Please print the whole passage on PFI and the NHS below, word for word.

**Selected text**
####################
This wouldn’t be the first time private capital has been welcomed by a Labour administration. When Tony Blair was Prime Minister, PFI entrusted the private sector with financing the construction of hospitals to fill gaps in the NHS network. The NHS would then pay back the costs of building such infrastructure—with interest—over the course of 25 years or more, eventually becoming the owner.
However, earlier reports indicated that while the NHS gained £13 billion in assets through PFI, it also ended up with £80 billion in debt. This meant that until at least 2022, some NHS trusts spent more on servicing debt to the private sector than on medical supplies.
There is no indication that the current government would introduce stronger safeguards when implementing a new phase of the initiative, dubbed PFI 2.0. If anything, the situation might worsen. While the previous round of PFI left some infrastructure for the public sector, PFI 2.0 foresees nothing of the sort. The additional capacities would be entirely private, with the only public involvement being the money paid to them.
“PFI 2.0 would not only drastically expand private provision in the health service, it will also dramatically increase how much is sucked out of the NHS in profits,” We Own It suggested in its analysis. Currently, private companies siphon £10 million weekly from the NHS. Guaranteeing even more private contracts would add to that burden, leaving fewer funds to invest in the NHS’s own capacities.
####################
Referring expression data
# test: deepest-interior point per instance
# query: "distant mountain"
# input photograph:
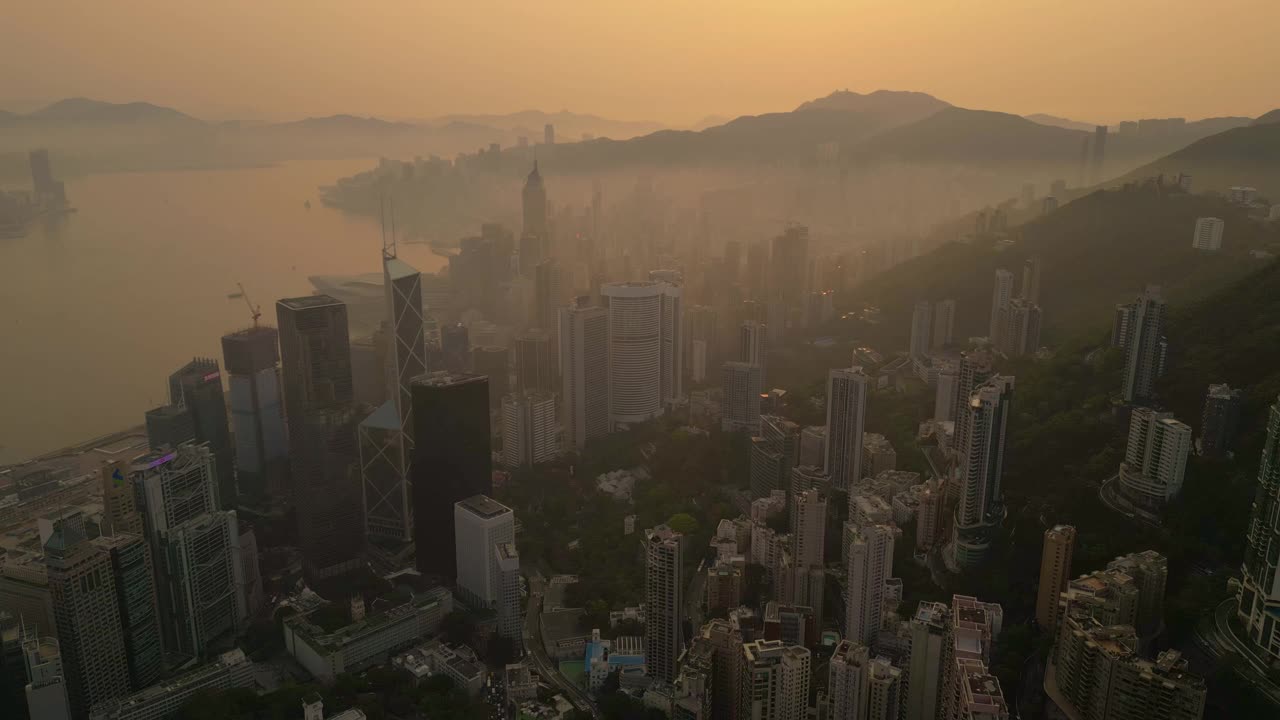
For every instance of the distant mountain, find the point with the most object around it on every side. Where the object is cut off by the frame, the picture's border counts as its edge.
(1054, 121)
(568, 126)
(1243, 155)
(1272, 117)
(343, 123)
(1096, 251)
(85, 112)
(901, 104)
(974, 137)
####################
**Answer space**
This wouldn’t be the first time private capital has been welcomed by a Labour administration. When Tony Blair was Prime Minister, PFI entrusted the private sector with financing the construction of hospitals to fill gaps in the NHS network. The NHS would then pay back the costs of building such infrastructure—with interest—over the course of 25 years or more, eventually becoming the owner.
However, earlier reports indicated that while the NHS gained £13 billion in assets through PFI, it also ended up with £80 billion in debt. This meant that until at least 2022, some NHS trusts spent more on servicing debt to the private sector than on medical supplies.
There is no indication that the current government would introduce stronger safeguards when implementing a new phase of the initiative, dubbed PFI 2.0. If anything, the situation might worsen. While the previous round of PFI left some infrastructure for the public sector, PFI 2.0 foresees nothing of the sort. The additional capacities would be entirely private, with the only public involvement being the money paid to them.
“PFI 2.0 would not only drastically expand private provision in the health service, it will also dramatically increase how much is sucked out of the NHS in profits,” We Own It suggested in its analysis. Currently, private companies siphon £10 million weekly from the NHS. Guaranteeing even more private contracts would add to that burden, leaving fewer funds to invest in the NHS’s own capacities.